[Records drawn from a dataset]

□ □ □

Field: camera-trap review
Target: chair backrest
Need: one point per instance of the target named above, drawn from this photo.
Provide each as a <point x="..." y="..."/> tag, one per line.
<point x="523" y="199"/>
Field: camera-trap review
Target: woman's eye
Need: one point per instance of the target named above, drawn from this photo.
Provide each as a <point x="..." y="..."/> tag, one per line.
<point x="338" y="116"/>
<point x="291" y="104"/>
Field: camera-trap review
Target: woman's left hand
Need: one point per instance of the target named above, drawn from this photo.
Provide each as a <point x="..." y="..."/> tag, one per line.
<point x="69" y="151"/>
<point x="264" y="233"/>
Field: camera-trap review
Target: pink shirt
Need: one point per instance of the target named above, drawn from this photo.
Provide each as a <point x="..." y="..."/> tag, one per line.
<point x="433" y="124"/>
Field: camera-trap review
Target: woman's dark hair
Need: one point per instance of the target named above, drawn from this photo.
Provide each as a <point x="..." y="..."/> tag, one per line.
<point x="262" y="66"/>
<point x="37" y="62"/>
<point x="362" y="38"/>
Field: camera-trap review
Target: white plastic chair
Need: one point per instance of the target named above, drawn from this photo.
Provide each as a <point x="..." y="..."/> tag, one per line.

□ □ □

→ TASK DETAILS
Quote the data above verbatim from its first line to the line that includes "Target: white plastic chair", with both boundary lines retained.

→ RESPONSE
Field: camera-trap review
Target: chair backrest
Need: one point per instance of the target named above, drawn from this photo.
Provide each as a <point x="..." y="..."/> tag, one per line.
<point x="523" y="199"/>
Field: camera-trap review
Target: woman's eye
Need: one point per instance of the target named above, drawn from this photo.
Provide each as a <point x="..." y="..."/> tag, one per line.
<point x="338" y="116"/>
<point x="291" y="104"/>
Field: camera-trap review
Target: woman's left hand
Need: one point per instance of the target named above, drawn from this photo.
Provide each as a <point x="..." y="..."/> tag, one per line.
<point x="69" y="151"/>
<point x="264" y="233"/>
Field: camera-trap review
Target: pink shirt
Need: one point per instance of the target named above, drawn from this photo.
Provide each as a <point x="..." y="..."/> tag, one per line.
<point x="433" y="124"/>
Field: camera-trap review
Target: woman's dark hair
Need: one point per instance of the target named above, drawn from this photo.
Provide each as a <point x="..." y="..."/> tag, one per line.
<point x="262" y="66"/>
<point x="37" y="62"/>
<point x="362" y="38"/>
Field: camera-trap review
Target: white plastic chair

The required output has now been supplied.